### Directions
Reproduce the entries below in full, word for word.

### Information given
+-------+
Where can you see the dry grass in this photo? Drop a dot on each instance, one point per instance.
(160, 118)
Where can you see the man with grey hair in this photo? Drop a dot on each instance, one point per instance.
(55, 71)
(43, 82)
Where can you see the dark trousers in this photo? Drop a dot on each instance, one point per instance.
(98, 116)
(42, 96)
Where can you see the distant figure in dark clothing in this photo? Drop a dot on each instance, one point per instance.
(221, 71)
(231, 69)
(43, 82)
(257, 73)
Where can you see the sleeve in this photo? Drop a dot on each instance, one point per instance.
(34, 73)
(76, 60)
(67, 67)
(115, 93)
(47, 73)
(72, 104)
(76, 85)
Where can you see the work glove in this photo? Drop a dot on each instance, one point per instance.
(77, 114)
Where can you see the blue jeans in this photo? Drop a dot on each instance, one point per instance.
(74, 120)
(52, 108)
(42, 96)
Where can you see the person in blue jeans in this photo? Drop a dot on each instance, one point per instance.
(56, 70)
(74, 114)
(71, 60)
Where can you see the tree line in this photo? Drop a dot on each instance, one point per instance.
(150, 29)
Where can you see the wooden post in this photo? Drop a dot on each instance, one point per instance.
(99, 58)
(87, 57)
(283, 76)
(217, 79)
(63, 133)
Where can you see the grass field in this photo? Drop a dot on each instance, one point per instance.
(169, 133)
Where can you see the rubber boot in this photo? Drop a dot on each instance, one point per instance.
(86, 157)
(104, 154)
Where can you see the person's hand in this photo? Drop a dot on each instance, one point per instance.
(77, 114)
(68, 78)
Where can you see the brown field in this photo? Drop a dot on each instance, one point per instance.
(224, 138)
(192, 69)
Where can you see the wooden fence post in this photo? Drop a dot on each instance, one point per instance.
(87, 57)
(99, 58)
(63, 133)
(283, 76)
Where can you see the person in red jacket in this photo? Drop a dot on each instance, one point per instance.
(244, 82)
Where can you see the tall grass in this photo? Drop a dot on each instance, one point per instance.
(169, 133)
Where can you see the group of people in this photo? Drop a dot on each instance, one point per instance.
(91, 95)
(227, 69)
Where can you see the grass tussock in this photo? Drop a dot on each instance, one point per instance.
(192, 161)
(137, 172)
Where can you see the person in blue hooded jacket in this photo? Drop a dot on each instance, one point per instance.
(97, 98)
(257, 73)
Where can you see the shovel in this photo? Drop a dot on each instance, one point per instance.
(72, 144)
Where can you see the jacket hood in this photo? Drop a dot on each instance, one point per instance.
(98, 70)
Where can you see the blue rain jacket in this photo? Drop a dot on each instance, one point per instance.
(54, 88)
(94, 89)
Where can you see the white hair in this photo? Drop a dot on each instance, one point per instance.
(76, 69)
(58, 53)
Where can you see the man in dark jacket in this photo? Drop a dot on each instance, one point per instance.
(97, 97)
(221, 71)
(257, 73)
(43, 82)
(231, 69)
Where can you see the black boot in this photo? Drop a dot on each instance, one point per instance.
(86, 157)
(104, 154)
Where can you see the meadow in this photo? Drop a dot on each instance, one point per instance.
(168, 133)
+-------+
### Final answer
Where can you see the dry grass in this photo? Drop a dot on each instance, one point per instance.
(160, 118)
Where can you see the man with grey hair in this photo? Drop a dot on each instance, one point per instance.
(55, 71)
(43, 82)
Where can you see the dark trousers in this photo? Drop a dot on each instance, one point per instance.
(98, 116)
(42, 96)
Where can you see the distant figure in dark clothing in this photo? Drop a dot on each instance, one point per instance.
(221, 71)
(231, 69)
(43, 82)
(257, 73)
Where can you see the sleeve in this photo? Drop a dot on each instance, one point per instance.
(34, 73)
(76, 60)
(67, 67)
(115, 93)
(47, 73)
(72, 104)
(76, 85)
Where can you see the work glove in this photo? Drop a dot on each instance, one point per instance.
(77, 114)
Where can you see the blue jeans in this photo? Drop a dot on each instance, one point per instance.
(74, 120)
(52, 108)
(42, 96)
Where can you see the person in blue jeans in this photo? Drop a dot on each instance, one point per instance.
(56, 70)
(74, 114)
(71, 60)
Where can you see the tree line in this photo? Drop a dot on each instance, one point per instance.
(150, 29)
Where can you see the wooden post in this photo? Drop a dot on each instance, one point per instance.
(99, 58)
(87, 57)
(283, 76)
(217, 79)
(63, 133)
Where can you see the grass field in this photo? Drop a dot on each instance, one point per instance.
(169, 133)
Where can you see the rubber boot in this photo? Drop a dot on each instance, one point per instance.
(86, 157)
(104, 154)
Where can you see the person's hand in this photo? Drop a dot on each instance, one point per instance.
(77, 114)
(68, 78)
Where can you see the brown field in this photo? Drop a dot on each instance, one point per instance.
(224, 138)
(192, 69)
Where can you see the wooden fence post in this photo? Drop a dot on each instance, one point per instance.
(87, 57)
(99, 58)
(63, 133)
(283, 76)
Where can you see the person in red jacket in this photo? Drop a dot on each instance, one point per instance.
(244, 82)
Where can you see the tall grass in this photo? Drop a dot on each instance, one point per instance.
(169, 133)
Where can you see the group of people in this photo? Drop a dot on each instance, one point per instance.
(91, 95)
(227, 69)
Where can you see the grass tussock in this photo? Drop a dot on each instance, one point per instance.
(192, 161)
(137, 172)
Where can you see the person in blue hooded jacket in this photo? Drop a dot on each instance, one point per instance.
(97, 98)
(257, 73)
Where can you see the shovel in this photo? Drop a dot on each instance, one point per instance.
(72, 144)
Where can you see the jacket hood in this photo? Drop a dot on each instance, one point per instance.
(98, 70)
Where can you see the blue rain jacket in this photo? Drop a dot on each instance, one point per instance.
(54, 88)
(94, 89)
Where can you see the white hair in this photo? Drop a dot on each instance, one point per instance.
(76, 69)
(58, 53)
Where can you see the man in dark jacket in this photo? Drop a dot on each instance, one point per instance.
(97, 97)
(221, 71)
(257, 73)
(43, 82)
(231, 69)
Where can you see the black boot in this photo? Drop a dot on each instance, one point per instance.
(86, 157)
(104, 154)
Where can you see the meadow in this photo? Drop a dot on each instance, one point per instance.
(168, 133)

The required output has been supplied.